Sama jestem kobietą i bardzo niedawno odkryłam, że mogłabym się podpisać pod profilem „uzależnionej od miłości”. Nie jest mi łatwo, ani komfortowo, aby ot tak się do tego przyznać, ale wolę nazywać rzeczy po imieniu, niż zmarnować sobie życie udając, że nie mam tego problemu. Jak to się stało? U mnie punktem kulminacyjnym było przeczytanie książki, a właściwie ebooka Eugenii Herzyk pt. “Nałogowa Miłość”, którego notabene gorąco polecam.
Najbardziej podoba mi się, że książka napisana jest przez Polkę, terapeutkę, która posiada ogromną wiedzę i po prostu pomaga.
Jestem kobietą uzależnioną od miłości, która zdała sobie z tego sprawę, zanim może być za późno. Dzielę się tym wyznaniem z innymi kobietami, aby może choć trochę pomóc tym, które czują się podobnie i pokazać, że życie zawsze można zmienić. Najlepiej zacząć od obserwacji własnych myśli. Nie twierdzę, że nałogowa miłość jest tylko typowo kobiecą sprawą. Znam też mężczyzn, którzy przejawiają jej symptomy. Nie mniej jednak, najwięcej złamanych serc w imię tejże „miłości” jest w naszej kobiecej grupie.

▶ _Rekordy_:
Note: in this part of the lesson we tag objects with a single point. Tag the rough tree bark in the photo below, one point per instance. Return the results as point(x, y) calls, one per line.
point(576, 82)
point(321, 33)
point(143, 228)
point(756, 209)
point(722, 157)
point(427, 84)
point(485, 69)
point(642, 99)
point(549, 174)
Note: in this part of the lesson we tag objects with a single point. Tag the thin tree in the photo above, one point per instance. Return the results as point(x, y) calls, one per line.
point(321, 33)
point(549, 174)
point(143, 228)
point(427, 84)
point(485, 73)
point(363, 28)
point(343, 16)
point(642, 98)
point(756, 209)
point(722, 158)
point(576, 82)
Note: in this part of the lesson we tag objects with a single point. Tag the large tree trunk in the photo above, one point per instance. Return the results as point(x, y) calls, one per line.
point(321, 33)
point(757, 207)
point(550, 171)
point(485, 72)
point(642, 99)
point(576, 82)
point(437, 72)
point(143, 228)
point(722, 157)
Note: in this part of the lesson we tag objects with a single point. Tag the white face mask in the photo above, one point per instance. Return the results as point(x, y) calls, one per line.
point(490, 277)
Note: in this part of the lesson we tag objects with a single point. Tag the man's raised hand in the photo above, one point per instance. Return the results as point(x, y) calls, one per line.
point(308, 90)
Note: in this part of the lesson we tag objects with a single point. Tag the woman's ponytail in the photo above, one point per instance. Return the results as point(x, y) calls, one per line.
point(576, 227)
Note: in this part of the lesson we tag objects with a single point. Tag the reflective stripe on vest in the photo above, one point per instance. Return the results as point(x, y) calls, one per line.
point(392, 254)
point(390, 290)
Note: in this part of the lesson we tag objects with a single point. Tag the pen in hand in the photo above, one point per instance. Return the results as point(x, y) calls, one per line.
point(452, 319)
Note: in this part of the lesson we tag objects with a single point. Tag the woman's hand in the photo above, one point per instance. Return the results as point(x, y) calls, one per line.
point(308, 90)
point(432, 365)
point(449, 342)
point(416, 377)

▶ _Zadania do wykonania_:
- a) Na podstawie tekstu o uzależnieniu od miłości wyjaśnij, dlaczego autorka przyznaje się do tego problemu, choć nie jest jej z tym ani łatwo, ani komfortowo.
- b) Dopisz dalszy ciąg tekstu o uzależnieniu od miłości, zaczynając po jego ostatnim zdaniu.

▶ _Odpowiedzi_:
- a) Autorka woli nazywać rzeczy po imieniu, niż zmarnować sobie życie, udając, że nie ma tego problemu. Dzieli się tym wyznaniem z innymi kobietami, aby choć trochę pomóc tym, które czują się podobnie, i pokazać, że życie zawsze można zmienić.

- b)
Moje obserwacje z podróży po świecie, znajomości z ludźmi różnych nacji, jakie zawarłam, wskazują, że my, Polki przodujemy w cierpieniu na nałogową miłość, tudzież dobieraniu sobie nieodpowiednich dla nas mężczyzn, o zgrozo, na życie. Absolutnie nie chcę przez to powiedzieć, że jest z nami coś nie w porządku, lub że jesteśmy na jakikolwiek sposób gorsze od kobiet innych nacji. Po prostu widzę, że problem ten występuje u nas stanowczo za często, a kobiety cierpią i nie wiedzą co się z nimi dzieje, bo nikt nie nauczył ich, jak powinny postępować z własnymi emocjami.
Od najmłodszych lat wpajano nam, że bez mężczyzny u boku jesteśmy niepełne i nijakie. Życie bez niego jest nic nie warte, do tego nienormalne. Kiedyś posiadanie mężczyzny było kwestią niemalże przeżycia w społeczeństwie, zarówno pod względem fizycznym, jak i moralnym.
Współcześnie, można zauważyć, że życie bez mężczyzny, nie jest może standardowe, ale nigdy nienormalne. Lepiej nie mieć u swojego boku mężczyzny, niż mieć kogoś, kto nas nie szanuje i niszczy.
Czy jest jakiś lek na nałogową miłość?
Po pierwsze: obserwacja siebie!. Zwracajmu uwagę na to, jak zachowujemy się, kiedy poznajemy kogoś nowego? Czy od razu ekscytujemy się, czy podchodzimy do tego faktu z rozsądkiem, myśląc: „OK. Poobserwuję sytuację i zobaczę poczekam na dalszy przebieg wydarzeń”. Wiem, ile radości daje ekscytacja towarzysząca poznaniu nowej osoby, zwłaszcza w pierwszej fazie. Facet nas fascynuje tym jak się prezentuje, tym co osiągnął, co mówi. Cieszymy się, kiedy napisze wiadomość lub zadzwoni i cierpimy, kiedy zignoruje nas brakiem natychmiastowej odpowiedzi. To trochę jak huśtawka – w dół, w górę. Decyzja: czy damy się rozhuśtać, czy staniemy na placu zabaw i same wybierzemy sobie tempo i sprzęt do zabawy?
Po drugie, przemyśleć wszystkie swoje związki!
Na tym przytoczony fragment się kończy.